◆ Text segment
--- START ---

= Dogs of War (2017 novel) =

2017 novel by Adrian Tchaikovsky

Dogs of War is a dystopian sci-fi, cyberpunk novel by UK author Adrian Tchaikovsky, published in 2017 by Head of Zeus. It forms the first part of the Bioforms (also known as the Dogs of War) trilogy, and is followed by Bear Head (2021) and Bee Speaker (2025).

== Background ==
The title, Dogs of War, refers to a phrase spoken by Mark Antony in Act 3, Scene 1 of Shakespeare's play Julius Caesar, "Cry 'Havoc!', and let slip the dogs of war."

Tchaikovsky acknowledges that Dogs of War came directly from his reading of H.G. Wells’ novel, The Island of Dr Moreau. He also mentions the influence of Steinbeck's Of Mice and Men in relation to Rex, his main protagonist. Although Tchaikovsky says in interview that he had a childhood phobia of dogs, he goes on to say that his research into the science of domestication and the study of how dogs' brains work led him to "like dogs in the abstract."

== Plot ==
The novel is set in the near future, in a world in which warfare has evolved to include bio-engineered, non-human soldiers.

The main protagonist and first-person narrator, Rex, is a human/canine Bioform, heavily armed and genetically engineered to be a weapon of war. Along with his companions, Honey (a hyperintelligent bear), Dragon (a camouflaging sniper) and a swarm of sentient, electronic Bees, he exists to serve his master as part of a Multiform Assault Pack in war-torn Campeche, in southeastern Mexico. His responses controlled by biofeedback implants, all Rex wants is to be a Good Dog for his master. But when his master, a mercenary, is put on trial for the massacre of civilians, Rex and his companions find themselves directionless, and are forced to reassess their understanding of morality and their role within the world.

--- END ---

◆ Brief
Using the article on Dogs of War, answer these questions:
1. Which publisher released the novel in 2017?
2. In which Shakespeare play is the phrase that gives the novel its title spoken?
3. Where does Rex's Multiform Assault Pack serve?

◆ Material shown
--- START ---

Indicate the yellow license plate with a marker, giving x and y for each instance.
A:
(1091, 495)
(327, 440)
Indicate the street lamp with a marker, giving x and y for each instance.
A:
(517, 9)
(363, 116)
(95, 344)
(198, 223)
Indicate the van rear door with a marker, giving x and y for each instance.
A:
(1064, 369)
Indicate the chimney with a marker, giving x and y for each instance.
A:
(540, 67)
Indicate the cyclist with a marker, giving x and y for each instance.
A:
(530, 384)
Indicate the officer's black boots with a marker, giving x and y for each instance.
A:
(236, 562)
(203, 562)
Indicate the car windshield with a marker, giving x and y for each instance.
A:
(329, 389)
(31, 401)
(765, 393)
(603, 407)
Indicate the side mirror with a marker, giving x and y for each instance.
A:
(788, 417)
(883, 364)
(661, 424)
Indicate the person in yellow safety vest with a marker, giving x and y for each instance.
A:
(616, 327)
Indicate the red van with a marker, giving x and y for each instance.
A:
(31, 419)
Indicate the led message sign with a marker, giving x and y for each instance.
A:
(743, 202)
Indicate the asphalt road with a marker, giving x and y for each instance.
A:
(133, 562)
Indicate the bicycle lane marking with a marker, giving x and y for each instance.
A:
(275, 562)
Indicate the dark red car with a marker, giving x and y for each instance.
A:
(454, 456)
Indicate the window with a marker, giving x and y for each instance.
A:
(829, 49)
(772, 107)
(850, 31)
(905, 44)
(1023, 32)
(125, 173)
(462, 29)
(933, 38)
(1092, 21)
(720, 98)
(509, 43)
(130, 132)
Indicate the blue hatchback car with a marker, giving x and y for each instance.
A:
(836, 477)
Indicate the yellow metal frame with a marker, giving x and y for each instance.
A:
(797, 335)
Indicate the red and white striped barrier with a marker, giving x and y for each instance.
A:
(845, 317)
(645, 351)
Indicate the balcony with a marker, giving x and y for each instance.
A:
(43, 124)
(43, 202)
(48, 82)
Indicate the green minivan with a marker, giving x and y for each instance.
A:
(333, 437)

--- END ---

◆ Response to the task
1. Head of Zeus
2. Julius Caesar
3. In war-torn Campeche, in southeastern Mexico